WHAT YOU ARE ASKED TO DO - Your answer must repeat the full listing, line for line.
(INPUT DATA Opens)
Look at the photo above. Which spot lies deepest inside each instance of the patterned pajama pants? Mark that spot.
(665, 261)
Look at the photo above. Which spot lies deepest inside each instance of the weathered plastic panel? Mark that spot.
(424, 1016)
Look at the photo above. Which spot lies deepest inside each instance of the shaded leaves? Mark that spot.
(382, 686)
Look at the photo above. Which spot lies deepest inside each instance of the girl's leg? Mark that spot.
(INPUT DATA Closes)
PROBLEM SOLUTION -
Look at the photo above. Which spot lies deepest inside each instance of the patterned pajama pants? Mark that spot.
(665, 261)
Look at the photo above. Which spot lies deepest inside each instance of the weathered plastic panel? Mark that spot.
(424, 1016)
Look at the photo above. Which spot lies deepest inside each instance of the shaded leaves? Mark that spot.
(382, 686)
Look at the photo above. Which spot lies deepest inside each instance of the girl's leg? Mark that spot.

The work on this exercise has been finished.